Repeat the records below exactly, leaving out every picture.

▶ _Image point grounding data_

╔══

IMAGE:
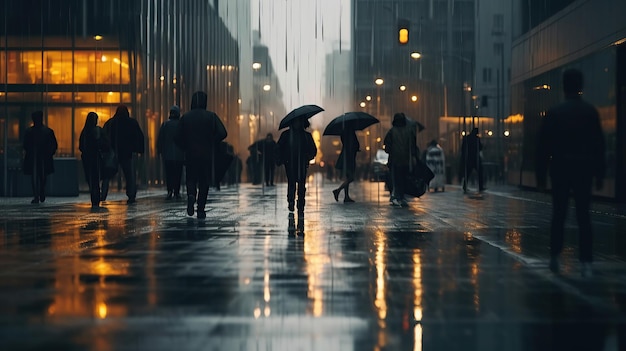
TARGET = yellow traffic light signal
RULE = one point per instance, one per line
(403, 31)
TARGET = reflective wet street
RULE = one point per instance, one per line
(451, 272)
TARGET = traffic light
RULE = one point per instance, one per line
(403, 31)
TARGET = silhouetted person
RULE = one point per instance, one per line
(126, 138)
(199, 134)
(295, 149)
(346, 162)
(571, 145)
(39, 145)
(172, 155)
(92, 143)
(400, 144)
(471, 159)
(268, 152)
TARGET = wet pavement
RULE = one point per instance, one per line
(451, 272)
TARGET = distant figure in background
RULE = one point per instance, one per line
(471, 159)
(40, 145)
(403, 152)
(126, 138)
(200, 132)
(92, 143)
(172, 155)
(268, 152)
(295, 149)
(346, 162)
(571, 145)
(436, 161)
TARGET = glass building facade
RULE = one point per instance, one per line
(70, 57)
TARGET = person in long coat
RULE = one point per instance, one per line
(400, 144)
(346, 162)
(295, 149)
(572, 146)
(92, 143)
(200, 133)
(172, 155)
(126, 138)
(39, 144)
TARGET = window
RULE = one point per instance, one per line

╚══

▶ _RESULT OF THE EXERCISE_
IMAGE:
TARGET = yellow traffic light signal
RULE = one point per instance, one per line
(403, 31)
TARGET = reflective wet street
RULE = one point per instance, one per line
(451, 272)
TARGET = traffic light
RULE = one point per instance, one per line
(403, 31)
TARGET = silhouetted person
RULE = one point per instance, one per line
(126, 138)
(199, 134)
(295, 149)
(346, 162)
(571, 145)
(39, 145)
(172, 155)
(92, 143)
(400, 144)
(471, 159)
(268, 152)
TARGET = wet pavement
RULE = one point per instance, one per line
(451, 272)
TARGET = distant figure in background
RULE = one point per instance, one per line
(471, 159)
(40, 145)
(403, 152)
(126, 138)
(200, 132)
(92, 143)
(172, 155)
(268, 152)
(295, 149)
(346, 162)
(571, 145)
(436, 161)
TARGET = glass building facade
RULE = one point per instance, one per line
(70, 57)
TARGET = person in long coat
RULE = one point per instance, one per line
(400, 144)
(346, 162)
(295, 149)
(572, 146)
(92, 143)
(200, 133)
(172, 155)
(126, 138)
(39, 144)
TARGET = window
RULE = one point per instance, one per line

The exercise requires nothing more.